EXERCISE INSTRUCTIONS =
Would you filter these records and copy every line that has the word "truck"?

SUPPLIED DATA =
▬▬▬

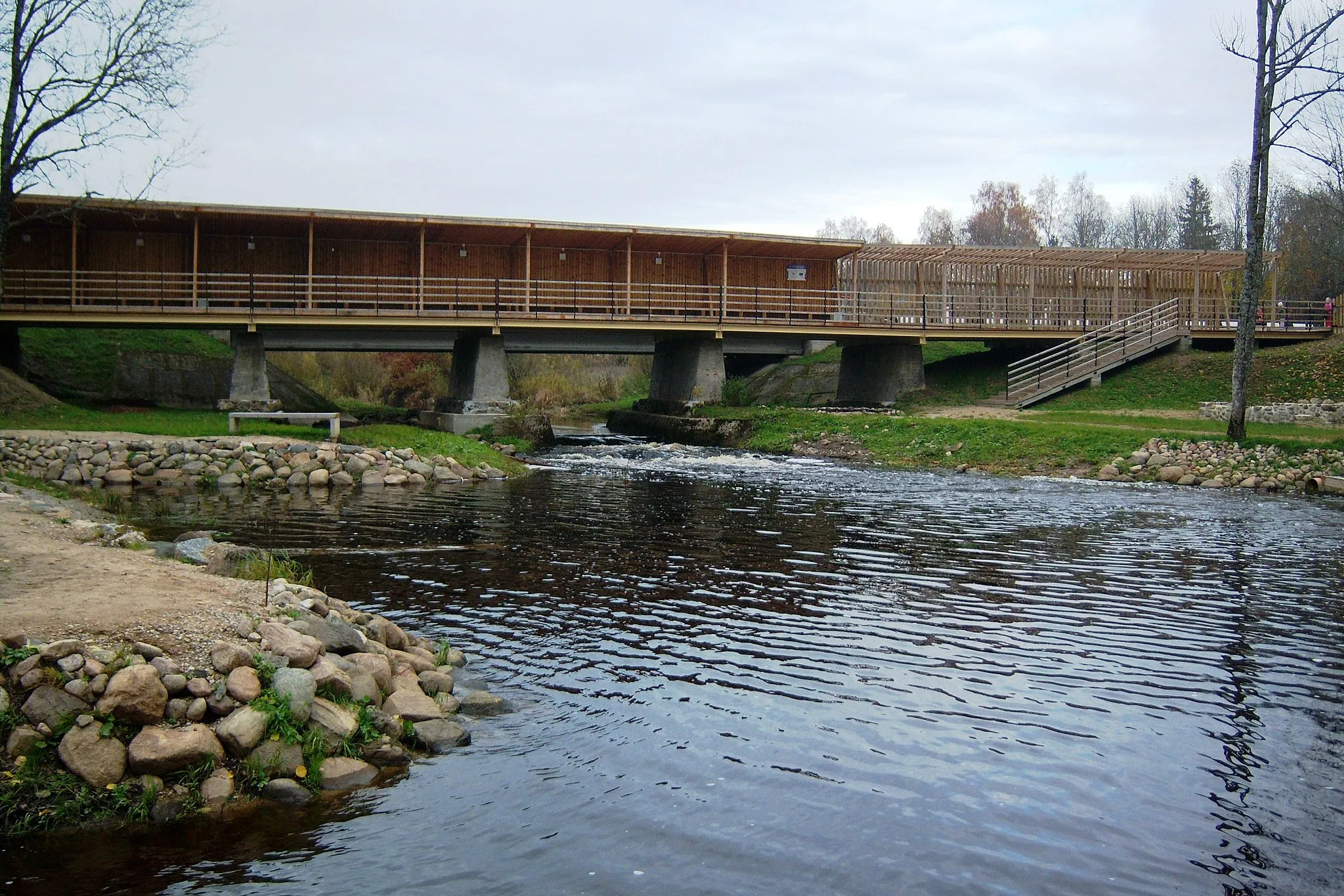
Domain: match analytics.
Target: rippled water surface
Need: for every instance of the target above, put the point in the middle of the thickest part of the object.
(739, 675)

▬▬▬

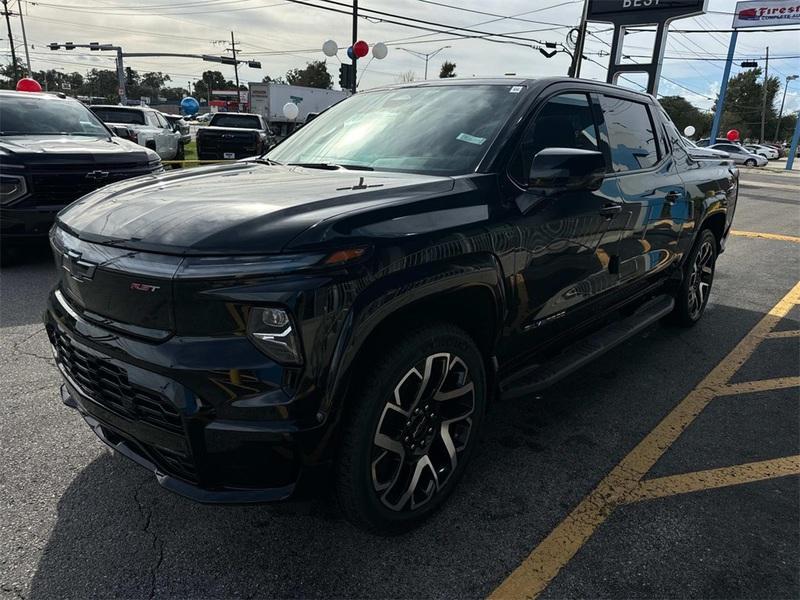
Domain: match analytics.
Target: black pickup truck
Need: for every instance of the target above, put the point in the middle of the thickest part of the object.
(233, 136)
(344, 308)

▬▬▬

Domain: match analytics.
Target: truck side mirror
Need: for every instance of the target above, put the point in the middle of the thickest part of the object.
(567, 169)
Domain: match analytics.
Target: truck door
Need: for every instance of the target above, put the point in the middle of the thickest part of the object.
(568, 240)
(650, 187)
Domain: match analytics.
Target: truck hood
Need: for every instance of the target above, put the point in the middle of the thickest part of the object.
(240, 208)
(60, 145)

▬▬▬

RESULT OF THIS TASK =
Target: black pickup truck
Target: truck side mirror
Target: truck door
Target: truck hood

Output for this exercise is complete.